Segment Start: Text segment

Treatment seems to normalize expression of skin barrier genes, proteins
THURSDAY, Aug. 11, 2016 (HealthDay News) — Alitretinoin treatment aids in normalizing expression of barrier genes and proteins in patients with chronic hand eczema (CHE), according to a study published online Aug. 2 in the British Journal of Dermatology.
Vandana Kumari, Ph.D., from Charit é Universitätsmedizin Berlin, and colleagues assessed the effect of 30 mg/day of alitretinoin on 15 patients with CHE treated for up to 27 weeks. Disease severity was measured with a clinical score. Skin biopsies were analyzed before and after therapy for the expression of Ki-67, various skin barrier genes, and thymic stromal lymphopoietin using quantitative polymerase chain reaction and immunohistochemistry.
The researchers found that the majority of patients had improvement in clinical severity with alitretinoin treatment. There was a significant increase in Ki-67-positive cells in the suprabasal layer and a dysregulated expression of various skin barrier genes (claudin 1, loricrin, filaggrin and cytokeratin 10) seen in skin biopsies before treatment, which normalized after treatment. Thymic stromal lymphopoietin was significantly upregulated, but also normalized after treatment.
“The change in expression levels of these genes correlated with the clinical efficacy, suggesting that alitretinoin exhibits a disease-modifying activity,” the authors write.

Segment End: Text segment
Segment Start: Entries shown

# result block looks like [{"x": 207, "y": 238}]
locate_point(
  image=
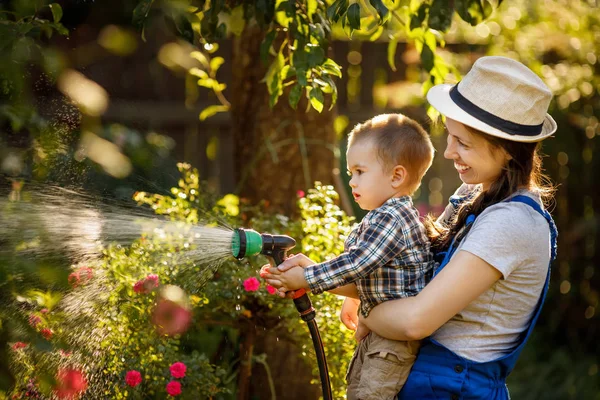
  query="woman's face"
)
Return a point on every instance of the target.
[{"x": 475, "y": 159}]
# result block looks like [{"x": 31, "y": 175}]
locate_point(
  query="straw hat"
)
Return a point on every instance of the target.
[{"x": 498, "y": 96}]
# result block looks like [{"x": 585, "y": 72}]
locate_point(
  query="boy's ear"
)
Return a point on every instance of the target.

Segment End: Entries shown
Segment Start: Entries shown

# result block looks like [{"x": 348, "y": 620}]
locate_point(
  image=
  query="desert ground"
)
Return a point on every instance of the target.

Segment End: Entries shown

## Assignment 1
Answer these from the alitretinoin news item:
(a) In which journal was the study published?
(b) What daily dose of alitretinoin did the patients receive?
(c) According to the authors, what did the change in gene expression levels correlate with?
## Assignment 2
Copy the part of the alitretinoin news item starting with "Treatment seems to" and going on through "Journal of Dermatology.".
None of the entries is needed here.

## Response 1
(a) The British Journal of Dermatology
(b) 30 mg/day
(c) The clinical efficacy

## Response 2
Treatment seems to normalize expression of skin barrier genes, proteins
THURSDAY, Aug. 11, 2016 (HealthDay News) — Alitretinoin treatment aids in normalizing expression of barrier genes and proteins in patients with chronic hand eczema (CHE), according to a study published online Aug. 2 in the British Journal of Dermatology.